◆ **GIVEN PASSAGE**:
BEGIN
Research v Athletics - Dollars & Sense

bhawk326

Well-Known Member
Here are two interesting links for all you number jockeys like myself who want to compare research expenditures to athletic revenue:

http://www.nsf.gov/statistics/nsf10311/pdf/nsf10311.pdf

How much revenue did your favorite Football Bowl Subdivision school take in in 2007-08? This chart will tell you – College Gridiron 365 Blog – Orlando Sentinel

Research dollars per school are pages 63 through 85 in the pdf. These are both Fiscal Year 2008.

I'm a big dork so I compiled a spreadsheet of all BCS universities comparing their research expenditures versus their athletic revenue. While this is not a perfect system to determining the importance of athletics within each university (research dollars are skewed towards universities with Engineering and Medicine programs and does not necessarily correspond to the importance and quality of educating students), I feel like it gives a pretty good overview. Here are the breakdowns by conference (all numbers are in millions with research followed by athletics and then an index of how times more research dollars than athletics dollars):

PAC 10 (4776 v 590 for 8.1)
END
◆ **Extracted records**:
BEGIN
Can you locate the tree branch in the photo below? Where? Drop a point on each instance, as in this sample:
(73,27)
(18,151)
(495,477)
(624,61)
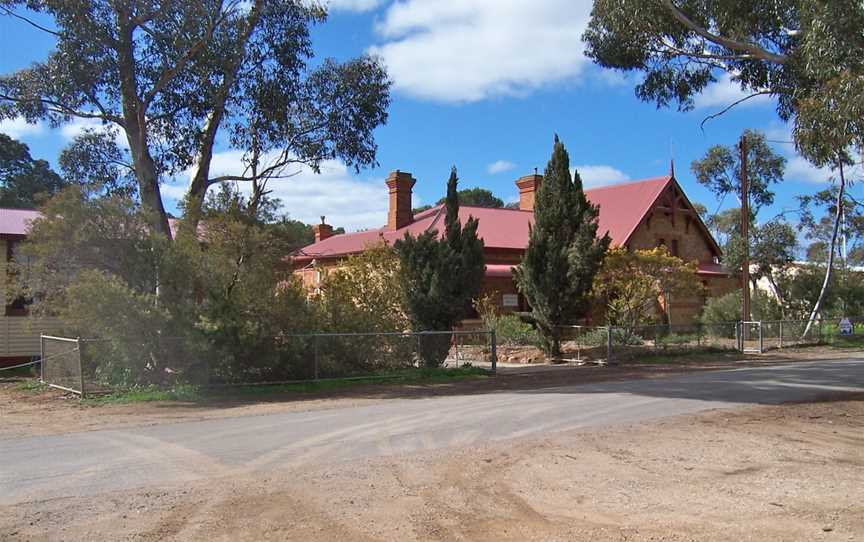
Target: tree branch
(11,13)
(730,106)
(61,109)
(169,74)
(753,49)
END
◆ **APPLY WHAT YOU READ**:
A - In the post on research spending and athletic revenue, which pages of the PDF list research dollars per school?
B - Resume the post on research spending and athletic revenue, picking up after its final line.
The listing is separate material, independent of the post on research spending and athletic revenue.

◆ **WRITTEN RESPONSES**:
A - Pages 63 through 85.

B -
Big Ten (6322 v 841 for 7.5)
ACC (4067 v 649 for 6.3)
Big East (2094 v 365 for 5.7)
Big 12 (3218 v 797 for 4.0)
SEC (2889 v 853 for 3.4)

Is it any surprise that the Big 12 is disbanding? Also, their number is skewed by the fact that I included Baylor's College of Medicine (which is in Houston) into the numbers. If you include only Baylor main campus in Waco the numbers are even more stark at 2797 total research with an index of 3.5. Many SEC schools will never really care about research and academics (especially the SEC West) so they exist as an outlier. Also, the Big East is aided by a few universities that bring home the bacon (Pitt, Cincy & Rutgers make up over 60% of the research expenditures in the Big East).

It is also interesting to look at the combination of these two huge revenue sources for universities. Is it any wonder than the Big Ten and PAC 10 are running the expansion show when they clearly make so much more money from these two sources than all the other conferences?

So how do the individual Big Ten Members hold up?

Wisconsin (882 v 93 for 9.5)
Michigan (876 v 99 for 8.8)
Ohio State (703 v 118 for 6.0)
Penn State (701 v 92 for 7.6)
Minnesota (683 v 64 for 10.7)
Illinois (501 v 57 for 8.8)
Northwestern (484 v 42 for 11.5)
Purdue (430 v 62 for 6.9)
Indiana (412 v 55 for 7.5)
Michigan State (357 v 78 for 4.6)
Iowa (293 v 81 for 3.6)

How about expansion candidates?

Notre Dame (97 v 83 for 1.2)
Nebraska (230 v 75 for 3.1)
Missouri (245 v 49 for 5.0)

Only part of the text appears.